___ Data supplied ___

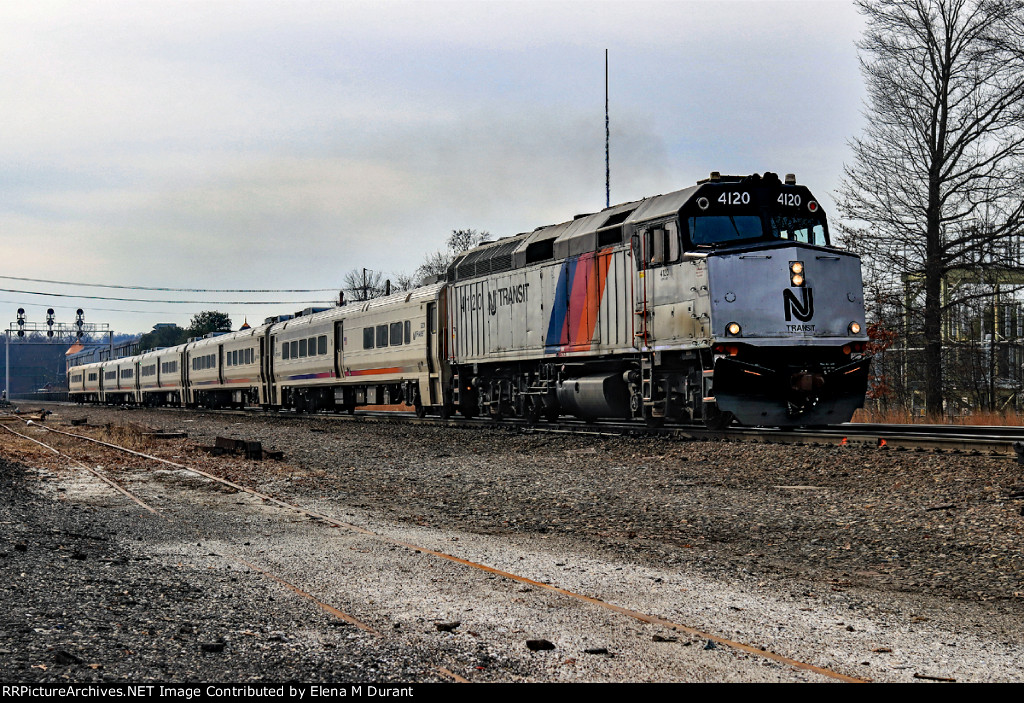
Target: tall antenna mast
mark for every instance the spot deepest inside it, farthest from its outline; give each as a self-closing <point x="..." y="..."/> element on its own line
<point x="607" y="138"/>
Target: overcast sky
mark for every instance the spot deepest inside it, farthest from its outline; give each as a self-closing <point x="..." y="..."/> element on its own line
<point x="264" y="144"/>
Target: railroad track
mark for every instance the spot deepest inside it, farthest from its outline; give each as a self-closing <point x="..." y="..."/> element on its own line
<point x="994" y="440"/>
<point x="321" y="518"/>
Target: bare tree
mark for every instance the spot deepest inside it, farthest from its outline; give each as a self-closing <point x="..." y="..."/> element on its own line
<point x="460" y="240"/>
<point x="364" y="284"/>
<point x="935" y="183"/>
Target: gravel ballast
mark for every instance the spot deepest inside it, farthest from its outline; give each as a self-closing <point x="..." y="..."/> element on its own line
<point x="879" y="564"/>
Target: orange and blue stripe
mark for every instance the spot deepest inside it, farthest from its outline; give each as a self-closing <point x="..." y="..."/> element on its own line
<point x="578" y="300"/>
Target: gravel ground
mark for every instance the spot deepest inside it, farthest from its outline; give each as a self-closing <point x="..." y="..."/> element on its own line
<point x="880" y="564"/>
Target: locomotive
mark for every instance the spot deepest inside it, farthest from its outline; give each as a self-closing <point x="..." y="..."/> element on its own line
<point x="721" y="302"/>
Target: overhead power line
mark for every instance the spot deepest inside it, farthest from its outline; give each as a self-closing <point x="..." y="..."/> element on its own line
<point x="170" y="290"/>
<point x="174" y="302"/>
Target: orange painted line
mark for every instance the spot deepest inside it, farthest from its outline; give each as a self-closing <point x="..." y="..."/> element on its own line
<point x="376" y="371"/>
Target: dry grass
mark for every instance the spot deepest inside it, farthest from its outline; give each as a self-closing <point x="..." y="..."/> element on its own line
<point x="902" y="416"/>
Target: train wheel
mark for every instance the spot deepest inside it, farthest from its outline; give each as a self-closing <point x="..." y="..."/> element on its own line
<point x="715" y="419"/>
<point x="532" y="411"/>
<point x="652" y="421"/>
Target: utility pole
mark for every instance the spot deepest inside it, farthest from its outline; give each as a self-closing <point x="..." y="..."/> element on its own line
<point x="607" y="138"/>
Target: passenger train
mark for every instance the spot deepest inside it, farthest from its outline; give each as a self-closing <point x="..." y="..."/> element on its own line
<point x="722" y="302"/>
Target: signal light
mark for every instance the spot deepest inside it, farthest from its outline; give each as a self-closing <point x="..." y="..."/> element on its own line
<point x="797" y="274"/>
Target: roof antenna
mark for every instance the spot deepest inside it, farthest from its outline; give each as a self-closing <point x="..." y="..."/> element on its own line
<point x="607" y="138"/>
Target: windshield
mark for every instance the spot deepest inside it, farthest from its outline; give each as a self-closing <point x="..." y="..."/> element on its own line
<point x="804" y="229"/>
<point x="710" y="230"/>
<point x="713" y="229"/>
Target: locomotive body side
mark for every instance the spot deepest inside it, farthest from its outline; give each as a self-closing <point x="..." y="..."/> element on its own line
<point x="628" y="312"/>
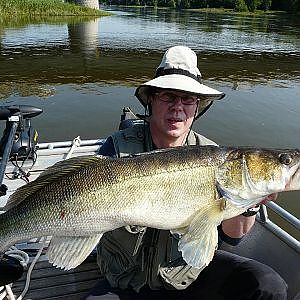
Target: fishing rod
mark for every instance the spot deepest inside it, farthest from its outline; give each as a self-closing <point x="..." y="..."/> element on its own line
<point x="19" y="138"/>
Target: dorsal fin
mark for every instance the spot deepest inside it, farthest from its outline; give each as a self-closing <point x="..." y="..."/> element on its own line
<point x="49" y="175"/>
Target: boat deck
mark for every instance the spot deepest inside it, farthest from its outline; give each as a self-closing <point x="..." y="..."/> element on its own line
<point x="50" y="283"/>
<point x="266" y="242"/>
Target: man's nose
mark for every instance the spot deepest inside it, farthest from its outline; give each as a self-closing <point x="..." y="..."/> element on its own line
<point x="177" y="103"/>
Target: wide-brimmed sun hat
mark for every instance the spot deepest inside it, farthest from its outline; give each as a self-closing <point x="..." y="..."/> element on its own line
<point x="178" y="71"/>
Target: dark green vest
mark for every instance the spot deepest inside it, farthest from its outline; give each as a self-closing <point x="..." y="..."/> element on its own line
<point x="133" y="257"/>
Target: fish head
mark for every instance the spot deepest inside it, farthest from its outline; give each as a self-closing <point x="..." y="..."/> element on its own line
<point x="248" y="175"/>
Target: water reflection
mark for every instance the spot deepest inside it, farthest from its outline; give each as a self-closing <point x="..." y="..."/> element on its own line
<point x="87" y="70"/>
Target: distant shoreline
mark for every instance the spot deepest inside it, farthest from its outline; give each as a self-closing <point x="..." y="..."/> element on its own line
<point x="45" y="8"/>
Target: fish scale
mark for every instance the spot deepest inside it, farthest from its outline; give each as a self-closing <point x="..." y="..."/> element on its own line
<point x="181" y="189"/>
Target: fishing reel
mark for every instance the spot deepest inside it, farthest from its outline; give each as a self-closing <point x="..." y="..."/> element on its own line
<point x="19" y="139"/>
<point x="23" y="141"/>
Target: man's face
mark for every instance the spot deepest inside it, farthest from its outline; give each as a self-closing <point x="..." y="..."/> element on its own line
<point x="172" y="113"/>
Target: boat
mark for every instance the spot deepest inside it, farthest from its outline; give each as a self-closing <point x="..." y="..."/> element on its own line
<point x="23" y="159"/>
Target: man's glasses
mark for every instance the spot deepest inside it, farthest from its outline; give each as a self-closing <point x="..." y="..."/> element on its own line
<point x="170" y="98"/>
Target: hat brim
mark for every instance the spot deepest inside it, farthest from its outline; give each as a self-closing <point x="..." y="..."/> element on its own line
<point x="177" y="82"/>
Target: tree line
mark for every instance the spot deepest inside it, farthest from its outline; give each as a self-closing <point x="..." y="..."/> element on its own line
<point x="237" y="5"/>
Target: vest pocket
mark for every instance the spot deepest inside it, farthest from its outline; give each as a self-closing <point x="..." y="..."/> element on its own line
<point x="115" y="260"/>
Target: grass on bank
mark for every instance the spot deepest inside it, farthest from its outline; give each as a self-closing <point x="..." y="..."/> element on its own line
<point x="17" y="8"/>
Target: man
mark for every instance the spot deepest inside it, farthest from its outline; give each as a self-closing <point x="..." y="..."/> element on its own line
<point x="144" y="263"/>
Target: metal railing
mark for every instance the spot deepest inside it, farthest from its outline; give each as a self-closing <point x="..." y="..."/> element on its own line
<point x="281" y="233"/>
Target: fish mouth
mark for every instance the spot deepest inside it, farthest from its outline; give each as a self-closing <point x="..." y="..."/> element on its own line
<point x="174" y="120"/>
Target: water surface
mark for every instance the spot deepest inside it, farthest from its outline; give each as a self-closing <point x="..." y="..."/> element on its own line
<point x="83" y="71"/>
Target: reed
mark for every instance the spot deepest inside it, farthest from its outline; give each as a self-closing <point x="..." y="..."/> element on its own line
<point x="44" y="8"/>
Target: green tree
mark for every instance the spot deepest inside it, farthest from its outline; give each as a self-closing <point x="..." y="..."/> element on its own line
<point x="171" y="3"/>
<point x="266" y="5"/>
<point x="253" y="4"/>
<point x="240" y="5"/>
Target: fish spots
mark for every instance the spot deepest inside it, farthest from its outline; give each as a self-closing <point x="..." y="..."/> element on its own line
<point x="62" y="214"/>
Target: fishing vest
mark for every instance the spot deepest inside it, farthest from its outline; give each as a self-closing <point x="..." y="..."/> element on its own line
<point x="135" y="256"/>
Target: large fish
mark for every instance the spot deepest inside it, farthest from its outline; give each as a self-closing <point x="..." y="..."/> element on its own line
<point x="188" y="190"/>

___

Reproduce all of the data above word for word, omitting the pictures.

> [Task output]
Target: tall antenna mast
mark for every instance the spot deepest inside it, farthest from its outline; give each as a self-closing <point x="..." y="..."/> element on its own line
<point x="607" y="138"/>
Target: overcast sky
mark for every instance the spot deepest inside it, farthest from its outline; give each as a self-closing <point x="..." y="..."/> element on its own line
<point x="264" y="144"/>
Target: railroad track
mark for every instance the spot deepest inside it, farthest from its outline; give each as a self-closing <point x="..." y="..."/> element on its own line
<point x="994" y="440"/>
<point x="321" y="518"/>
Target: bare tree
mark for every instance the spot deepest inside it, farthest from its outline; give each as a self-closing <point x="..." y="..."/> element on its own line
<point x="460" y="240"/>
<point x="364" y="284"/>
<point x="935" y="183"/>
Target: gravel ballast
mark for every instance the spot deepest inside it, farthest from its outline; give each as a self-closing <point x="..." y="..."/> element on its own line
<point x="879" y="564"/>
Target: orange and blue stripe
mark for every instance the spot deepest inside it, farthest from its outline; give each as a self-closing <point x="..." y="..."/> element on its own line
<point x="578" y="300"/>
Target: gravel ground
mark for every instance the spot deepest inside it, farthest from its outline; give each as a self-closing <point x="..." y="..."/> element on its own line
<point x="880" y="564"/>
Target: locomotive
mark for every instance the spot deepest inside it, farthest from its outline; give each as a self-closing <point x="..." y="..."/> element on its own line
<point x="721" y="302"/>
Target: overhead power line
mark for every instance the spot deepest inside it, farthest from its outline; give each as a self-closing <point x="..." y="..."/> element on its own line
<point x="170" y="290"/>
<point x="174" y="302"/>
Target: orange painted line
mark for every instance the spot deepest inside it, farthest from its outline; give each as a self-closing <point x="..." y="..."/> element on its own line
<point x="376" y="371"/>
Target: dry grass
mark for every instance the spot deepest inside it, farthest from its outline; give each as a self-closing <point x="..." y="..."/> element on its own line
<point x="902" y="416"/>
Target: train wheel
mark for every instance the spot deepest inside it, farthest from its outline; give each as a self-closing <point x="..." y="..."/> element on its own line
<point x="715" y="419"/>
<point x="532" y="411"/>
<point x="652" y="421"/>
Target: utility pole
mark for every instance the spot deepest inside it, farthest from its outline; give each as a self-closing <point x="..." y="..."/> element on its own line
<point x="607" y="138"/>
Target: passenger train
mark for every instance the spot deepest inside it, farthest from its outline; give each as a self-closing <point x="..." y="..."/> element on its own line
<point x="722" y="302"/>
Target: signal light
mark for every instance the spot deepest inside it, farthest from its outline; give each as a self-closing <point x="..." y="..."/> element on its own line
<point x="797" y="274"/>
Target: roof antenna
mark for every instance the spot deepest inside it, farthest from its outline; give each as a self-closing <point x="..." y="..."/> element on its own line
<point x="607" y="138"/>
Target: windshield
mark for every instance the spot deepest inside it, farthest from its outline; give each as a self-closing <point x="..." y="..."/> element on its own line
<point x="804" y="229"/>
<point x="710" y="230"/>
<point x="713" y="229"/>
Target: locomotive body side
mark for every instance the spot deepest inside it, farthest from its outline; give each as a self-closing <point x="..." y="..."/> element on its own line
<point x="628" y="312"/>
Target: fishing rod
mark for every instance the spot deepest inside it, farthest from its outline; give each as a self-closing <point x="..." y="..."/> element on its own line
<point x="19" y="138"/>
Target: dorsal fin
mark for every instance the spot deepest inside it, farthest from its outline; give each as a self-closing <point x="..." y="..."/> element on its own line
<point x="49" y="175"/>
Target: boat deck
mark for every instance the spot deepest inside it, farthest from its outline; give each as a self-closing <point x="..." y="..."/> element on its own line
<point x="50" y="283"/>
<point x="266" y="242"/>
Target: man's nose
mark for every instance the spot deepest inside it, farthest from its outline; give each as a self-closing <point x="..." y="..."/> element on its own line
<point x="177" y="103"/>
Target: wide-brimmed sun hat
mark for every instance the spot deepest inside it, farthest from its outline; give each as a self-closing <point x="..." y="..."/> element on its own line
<point x="178" y="71"/>
Target: dark green vest
mark for every instance the spot deepest inside it, farthest from its outline; give each as a self-closing <point x="..." y="..."/> element on its own line
<point x="133" y="257"/>
Target: fish head
mark for every instance the spot deepest inside it, farthest from its outline; give each as a self-closing <point x="..." y="..."/> element on its own line
<point x="248" y="175"/>
Target: water reflection
mark for every instance the spot deepest inside it, farthest from its outline; give each as a self-closing <point x="..." y="..."/> element on its own line
<point x="87" y="70"/>
Target: distant shoreline
mark for every instance the spot deepest inside it, farthest from its outline; give each as a self-closing <point x="..." y="..."/> element on its own line
<point x="45" y="8"/>
Target: fish scale
mark for every instance the spot deepest inside it, farthest from its outline; give each as a self-closing <point x="..." y="..."/> element on its own line
<point x="181" y="189"/>
Target: fishing reel
mark for every instance the spot deepest inside it, farthest from its outline; give each as a self-closing <point x="..." y="..."/> element on its own line
<point x="19" y="139"/>
<point x="23" y="141"/>
Target: man's face
mark for every instance the spot deepest inside it, farthest from its outline; give each as a self-closing <point x="..." y="..."/> element on its own line
<point x="172" y="113"/>
Target: boat
mark for every instance the spot deepest inside it, farthest from its outline; give each as a self-closing <point x="..." y="..."/> element on its own line
<point x="23" y="159"/>
Target: man's glasses
mark for every instance the spot deepest inside it, farthest from its outline; give each as a self-closing <point x="..." y="..."/> element on its own line
<point x="170" y="98"/>
Target: hat brim
mark for every instance the spot deepest inside it, farthest from its outline; give each as a self-closing <point x="..." y="..."/> element on its own line
<point x="177" y="82"/>
Target: tree line
mark for every instance the spot deepest inside it, farthest from its outline; give each as a self-closing <point x="..." y="..."/> element on its own line
<point x="237" y="5"/>
Target: vest pocket
mark for every instance the spot deepest inside it, farthest from its outline; give each as a self-closing <point x="..." y="..."/> element on its own line
<point x="115" y="260"/>
Target: grass on bank
mark for every instance the spot deepest inside it, farthest from its outline; give each as a self-closing <point x="..." y="..."/> element on its own line
<point x="17" y="8"/>
Target: man
mark for every instance the spot deepest inside it, farthest from its outline; give each as a self-closing <point x="..." y="..."/> element on its own line
<point x="144" y="263"/>
Target: metal railing
mark for every instance the spot deepest inside it, farthest from its outline; give each as a self-closing <point x="..." y="..."/> element on its own line
<point x="281" y="233"/>
Target: fish mouth
mark for every instance the spot deepest inside it, farthest from its outline; give each as a self-closing <point x="..." y="..."/> element on its own line
<point x="174" y="120"/>
Target: water surface
mark for every instance the spot deepest inside it, farthest from its outline; give each as a self-closing <point x="..." y="..."/> element on its own line
<point x="83" y="71"/>
Target: reed
mark for every instance the spot deepest inside it, farthest from its outline; give each as a self-closing <point x="..." y="..."/> element on its own line
<point x="44" y="8"/>
Target: green tree
mark for every instance the spot deepest inside it, farthest from its outline; give each as a self-closing <point x="..." y="..."/> element on its own line
<point x="171" y="3"/>
<point x="266" y="5"/>
<point x="253" y="4"/>
<point x="240" y="5"/>
Target: fish spots
mark for every instance the spot deepest inside it, farthest from its outline; give each as a self-closing <point x="..." y="..."/> element on its own line
<point x="62" y="214"/>
Target: fishing vest
mark for every instance the spot deepest inside it, farthest from its outline; give each as a self-closing <point x="..." y="..."/> element on its own line
<point x="135" y="256"/>
Target: large fish
mark for every instance the spot deepest inside it, farthest from its outline; give each as a self-closing <point x="..." y="..."/> element on its own line
<point x="188" y="190"/>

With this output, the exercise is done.